Rewrite the material below, replacing every occurrence of "one per line" with "each on a separate line" and leaving everything else unchanged.

** START Listed entries **

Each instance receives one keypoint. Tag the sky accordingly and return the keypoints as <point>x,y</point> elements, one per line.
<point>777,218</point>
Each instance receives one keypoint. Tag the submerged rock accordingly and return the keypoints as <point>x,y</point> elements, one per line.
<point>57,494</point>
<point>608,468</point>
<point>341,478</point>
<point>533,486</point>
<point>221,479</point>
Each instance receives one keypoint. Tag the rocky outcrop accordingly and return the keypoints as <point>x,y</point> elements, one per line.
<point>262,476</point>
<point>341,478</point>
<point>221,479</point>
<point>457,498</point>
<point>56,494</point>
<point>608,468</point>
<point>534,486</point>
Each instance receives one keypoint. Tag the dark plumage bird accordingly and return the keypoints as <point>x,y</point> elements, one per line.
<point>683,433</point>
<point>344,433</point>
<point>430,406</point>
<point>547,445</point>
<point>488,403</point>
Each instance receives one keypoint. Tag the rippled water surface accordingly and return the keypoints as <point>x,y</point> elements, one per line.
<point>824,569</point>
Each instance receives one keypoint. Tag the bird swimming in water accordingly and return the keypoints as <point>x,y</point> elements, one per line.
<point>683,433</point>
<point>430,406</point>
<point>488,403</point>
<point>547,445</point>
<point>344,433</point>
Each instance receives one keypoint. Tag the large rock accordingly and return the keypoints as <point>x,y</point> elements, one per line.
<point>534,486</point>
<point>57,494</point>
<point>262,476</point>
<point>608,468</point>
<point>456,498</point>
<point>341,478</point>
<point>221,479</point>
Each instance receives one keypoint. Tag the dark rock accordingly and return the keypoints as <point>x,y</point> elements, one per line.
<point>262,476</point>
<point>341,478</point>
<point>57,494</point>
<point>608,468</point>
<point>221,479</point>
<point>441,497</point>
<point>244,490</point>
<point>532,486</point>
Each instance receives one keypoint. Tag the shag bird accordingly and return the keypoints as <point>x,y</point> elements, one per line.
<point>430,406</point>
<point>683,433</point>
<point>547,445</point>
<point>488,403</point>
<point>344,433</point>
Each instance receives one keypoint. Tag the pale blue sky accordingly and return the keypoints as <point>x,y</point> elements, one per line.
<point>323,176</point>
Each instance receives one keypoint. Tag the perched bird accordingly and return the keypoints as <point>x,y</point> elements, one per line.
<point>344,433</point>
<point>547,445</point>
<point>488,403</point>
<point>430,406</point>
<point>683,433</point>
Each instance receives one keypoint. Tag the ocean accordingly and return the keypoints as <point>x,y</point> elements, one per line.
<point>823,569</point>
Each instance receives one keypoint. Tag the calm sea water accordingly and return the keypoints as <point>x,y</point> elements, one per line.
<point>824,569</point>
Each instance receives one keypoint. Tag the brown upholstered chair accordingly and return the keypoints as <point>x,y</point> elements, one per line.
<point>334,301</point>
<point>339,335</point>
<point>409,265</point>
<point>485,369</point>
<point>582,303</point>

** END Listed entries **

The result.
Each instance receives one keypoint. Tag the sky accordingly and return the keypoints as <point>x,y</point> elements, each on a separate line.
<point>777,218</point>
Each instance receives one keypoint. Tag the submerged rock accordingly and return the keypoints as <point>x,y</point> elements, each on a separate line.
<point>57,494</point>
<point>608,468</point>
<point>341,478</point>
<point>533,486</point>
<point>221,479</point>
Each instance receives one keypoint. Tag the rocky outcrop accordingly and return the keypoints as <point>x,y</point> elements, each on a separate line.
<point>262,476</point>
<point>341,478</point>
<point>221,479</point>
<point>457,498</point>
<point>56,494</point>
<point>608,468</point>
<point>534,486</point>
Each instance receives one keypoint. Tag the dark plumage bird accordingly and return the keypoints as <point>x,y</point> elements, each on a separate line.
<point>683,433</point>
<point>344,433</point>
<point>430,406</point>
<point>547,445</point>
<point>488,403</point>
Each instance receives one keypoint. Tag the rippled water surface accordingly and return the keypoints as <point>x,y</point> elements, each on a separate line.
<point>824,569</point>
Each instance receives one keypoint. Tag the bird swimming in water accordingly and return the keypoints as <point>x,y</point> elements, each on a separate line.
<point>683,433</point>
<point>430,406</point>
<point>488,403</point>
<point>547,445</point>
<point>344,433</point>
Each instance receives one keypoint. Tag the large rock accordingly and return the keypoints as <point>x,y</point> elements, each on a separate line.
<point>534,486</point>
<point>57,494</point>
<point>262,476</point>
<point>608,468</point>
<point>456,498</point>
<point>341,478</point>
<point>221,479</point>
Each instance receives one keypoint. Tag the dark rock accordingly and return the keypoints as <point>x,y</point> elements, each on a separate line.
<point>262,476</point>
<point>341,478</point>
<point>57,494</point>
<point>608,468</point>
<point>221,479</point>
<point>441,497</point>
<point>244,490</point>
<point>532,486</point>
Each instance receives one keypoint. Tag the shag bird accordingly and return the keypoints as <point>x,y</point> elements, each on a separate line.
<point>430,406</point>
<point>683,433</point>
<point>547,445</point>
<point>488,403</point>
<point>344,433</point>
Each instance receives one keypoint. Tag the pale blue sky accordingly and return the keypoints as <point>x,y</point> elements, each on a separate line.
<point>323,176</point>
Each instance receives one keypoint. Tag the perched bird accordingly and return the keypoints as <point>x,y</point> elements, each on a separate line.
<point>344,433</point>
<point>547,445</point>
<point>488,403</point>
<point>430,406</point>
<point>683,433</point>
Each instance receives one keypoint. Tag the ocean accordingly and return the keypoints as <point>x,y</point> elements, each on a separate line.
<point>823,569</point>
Each instance receives one keypoint. Tag the calm sea water accordingly and return the keypoints as <point>x,y</point> elements, each on a separate line.
<point>824,569</point>
Each instance receives one keypoint. Tag the brown upholstered chair accordingly and return the keypoints as <point>x,y</point> elements, each on a separate line.
<point>334,301</point>
<point>339,335</point>
<point>409,265</point>
<point>485,369</point>
<point>582,303</point>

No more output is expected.